• [Written problem]:
Rewrite the lines below with every "photo above" swapped for "image above" and nothing else altered. Don't include the pictures in your answer.

• [Given records]:
________________
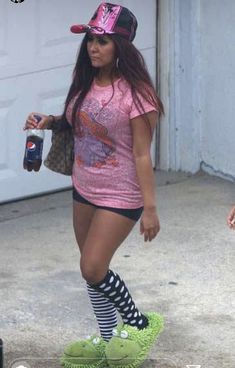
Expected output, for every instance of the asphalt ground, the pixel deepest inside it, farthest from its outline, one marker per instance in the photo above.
(186, 274)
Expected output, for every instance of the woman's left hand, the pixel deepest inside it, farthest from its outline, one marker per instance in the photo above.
(149, 224)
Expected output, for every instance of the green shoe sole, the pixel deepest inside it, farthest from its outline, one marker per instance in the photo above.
(87, 353)
(129, 347)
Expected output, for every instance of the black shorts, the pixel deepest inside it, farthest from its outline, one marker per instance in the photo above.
(131, 213)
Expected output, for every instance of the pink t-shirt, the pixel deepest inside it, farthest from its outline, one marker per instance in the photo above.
(104, 170)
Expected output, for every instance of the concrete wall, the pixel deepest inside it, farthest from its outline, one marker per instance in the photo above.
(197, 58)
(37, 55)
(218, 86)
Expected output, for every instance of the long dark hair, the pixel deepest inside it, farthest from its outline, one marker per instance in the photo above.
(131, 66)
________________
• [Reply to the exercise]:
Expected output, for every instance of the asphalt ground, the pixel deepest inside it, farthest from its outline, one marker per instance in the image above.
(186, 274)
Expected output, for every instance of the woman's left hand, the pixel deepest inside it, farthest from its outline, one marker per instance in the image above.
(149, 224)
Expected output, for every instance of the green shoe sole, the pixel deepest inside it, farthest from its outline, one marker per instance in the image above.
(87, 353)
(129, 347)
Expected output, for every instance of the black shorts, the pixel deepest inside it, farthest from its outline, one marker per instance in the image above.
(131, 213)
Expected output, for every instance of the pink t-shirt, the pixel deepest inside it, farthest from its outline, one marker per instance in the image above.
(104, 170)
Expected output, for every instance of the concrete wall, the pixel deepest inside it, farthest from its outline, one marker per instance in the image above.
(197, 58)
(37, 55)
(218, 86)
Expected output, for every instance of the long dark hair, the pixel deepest inside it, farthest from its outline, one marker per instance in the image above.
(131, 66)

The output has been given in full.